— start TEXT PASSAGE —
The deal was brokered by the Romanian broker, Romtehnica, which has repeatedly served as a connecting link for countries buying weapons for Ukraine. However, the Pakistani supplier was unable to deliver the ammunition.
Other countries are also contributing to Ukraine’s war effort. Luxembourg is supplying Ukraine with arms that originate in the Czech Republic. Brokers with cash from the United States are scouring factories in Bosnia and Herzegovina, Serbia and Romania for shells.
Bulgaria is one of the major munitions supplier to Ukraine. Since the times of the Soviet Union, it has operated powerful ammunition factories such as Terem in the town of Kostenets or VMZ in Sopot. After the Cold War had ended, the factories stopped production, and the nearby towns were decaying.
However, in 2022, then-Prime Minister Kiril Petkov initiated the exports of munitions to European Union countries, which then sent them to Ukraine. According to Petkov, Bulgarian ammunition soon accounted for one-third of Ukraine’s supplies.
Bulgaria’s projected arms exports soared in 2022, exceeding $3 billion, around five times the sales abroad in 2019, according to government estimates. The expanding military industry also provides jobs for residents of small towns.
"Probably there isn’t a single family in town whose members haven’t worked or are not working at the VMZ plant," the mayor of Sopot, Deyan Doinov, said. "Virtually we have no unemployment — only those who do not want to work are jobless."
The United Kingdom won’t give Ukraine fighter jets: it’s too complicated
Britain is not planning to send RAF Typhoons to Ukraine, Defense Secretary Ben Wallace has said, rejecting a high profile campaign led by Ukraine’s president, Volodymyr Zelenskiy, with the support of the former prime minister Boris Johnson, The Guardian reports.
Speaking on the first anniversary of Russia’s invasion of Ukraine, Ben Wallace said the Typhoons would be too complex for Ukrainian pilots to fly and would involve putting hundreds of British troops on the ground to support them:
"Gifting a fighter jet comes with hundreds of people: engineers, pilots, training, electronic warfare. The West is not going to be putting troops into Ukraine on those scales."
Nevertheless, the Ministry of Defense has begun training Ukrainian pilots on their fighter jets. According to British officials, it could take years, but Zelenskiy said it could be much shorter.
The other quick way to help Ukraine get fighter jets, according to Wallace, is for European countries to give it Soviet-made MiG 29s or Su-24s, with London donating them modern fighter jets to backfill, The Guardian reports.
Ben Wallace referred to the countries that, unlike Ukraine, have the capability to use modern NATO military equipment.
"Peace talks" for Ukraine from China: how the EU and NATO reacted
China’s call for peace talks between Ukraine and Russia "doesn’t have much credibility", NATO Secretary General Jens Stoltenberg said, as cited by The Guardian.
— end TEXT PASSAGE —
> SET EXERCISE 1:
Collect every line from the rows below that contains the word "woman". Case counts.
— start SOURCE DATA —
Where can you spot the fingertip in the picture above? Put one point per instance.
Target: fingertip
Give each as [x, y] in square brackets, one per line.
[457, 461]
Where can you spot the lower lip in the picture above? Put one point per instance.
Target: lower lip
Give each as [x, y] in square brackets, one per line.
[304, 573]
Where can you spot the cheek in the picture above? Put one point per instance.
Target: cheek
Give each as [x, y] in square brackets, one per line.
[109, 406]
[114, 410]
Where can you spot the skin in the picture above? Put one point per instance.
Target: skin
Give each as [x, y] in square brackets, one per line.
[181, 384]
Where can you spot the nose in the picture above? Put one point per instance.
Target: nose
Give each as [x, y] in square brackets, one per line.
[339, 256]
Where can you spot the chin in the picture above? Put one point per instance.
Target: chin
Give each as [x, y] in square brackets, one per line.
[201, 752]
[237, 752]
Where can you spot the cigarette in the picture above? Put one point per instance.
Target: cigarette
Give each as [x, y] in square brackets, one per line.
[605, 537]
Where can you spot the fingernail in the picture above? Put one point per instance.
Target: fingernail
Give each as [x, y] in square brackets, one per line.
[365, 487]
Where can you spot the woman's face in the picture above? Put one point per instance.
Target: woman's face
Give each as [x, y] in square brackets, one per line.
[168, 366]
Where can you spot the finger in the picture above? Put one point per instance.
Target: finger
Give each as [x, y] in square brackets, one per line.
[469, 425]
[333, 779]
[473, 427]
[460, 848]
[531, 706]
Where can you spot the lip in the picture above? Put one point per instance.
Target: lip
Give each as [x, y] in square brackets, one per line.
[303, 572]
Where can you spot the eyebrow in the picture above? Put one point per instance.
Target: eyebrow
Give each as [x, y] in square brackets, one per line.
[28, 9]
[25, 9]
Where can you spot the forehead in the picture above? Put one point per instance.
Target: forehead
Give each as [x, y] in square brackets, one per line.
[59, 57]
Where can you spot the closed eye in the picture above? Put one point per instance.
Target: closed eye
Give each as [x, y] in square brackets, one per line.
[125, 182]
— end SOURCE DATA —
> SET EXERCISE 2:
Write the next part of the news text about military aid to Ukraine, picking up right after its last sentence.

> RESULT 1:
Where can you spot the woman's face in the picture above? Put one point per instance.
Target: woman's face

> RESULT 2:
During a visit to Estonia, the Secretary General was asked about China’s 12-point position paper on Ukraine, which calls for the international community to "create conditions and platforms" for negotiations to resume.
"China doesn’t have much credibility because they have not been able to condemn the illegal invasion of Ukraine and they also signed just days before the invasion an agreement between President Xi and President Putin on a limitless partnership with Russia," Stoltenberg explained.
He added that supporting Kyiv militarily today was the way to achieve a peaceful agreement tomorrow in a rebuke to China’s implied criticism of western weapons for Ukraine.
Stoltenberg warned China against supplying Russia with weapons, saying it would be tantamount to supporting Russia’s illegal war of aggression.
"We are monitoring closely what China is doing and we have seen signs that they may be considering sending lethal aid to Russia … this would be a very big mistake."
The head of the European Commission, Ursula von der Leyen, also gave a cool response to the Chinese paper:
"You have to see [the Chinese statement of principles] against a specific backdrop and that is the backdrop that China has taken a side, by signing, for example, an unlimited friendship right before Russia’s invasion of Ukraine started."
Who China wants to charm
In recent days, China has launched an assertive charm offensive, the BBC reports.
China’s top diplomat Wang Yi had made a tour around Europe, and then Beijing released two position papers:
- the first, offering the Chinese solution to the war in Ukraine;
- the second, outlining a plan for world peace.
These largely retread China's talking points from the past year:
- respect for sovereignty for Ukraine;
- the protection of national security interests for Russia;
- condemnation of unilateral sanctions by the U.S.
The West may come away unimpressed, but convincing them was never likely the main goal for Beijing, the BBC points out.
Firstly, China clearly seeks to position itself as a global "peacemaker". An obvious clue about who it's really trying to charm lies in one of its papers, where it mentions engaging South East Asia, Africa and South America — the so-called Global South.
Another goal is to send a clear message to the US.
"It is signaling: 'If things get ugly between us, I have someone to go to. Russia is not alone, which means that I will not be alone when there is a confrontation," said Alexander Korolev, an expert in Sino-Russian ties at the University of New South Wales.
China’s third goal can be seen in Wang Yi's itinerary. By visiting France, Germany, Italy, and Hungary, whose leaders China perceives as taking less of a hardline stance on Russia, he may have been testing the waters to see if China could lure some of Europe into China's orbit.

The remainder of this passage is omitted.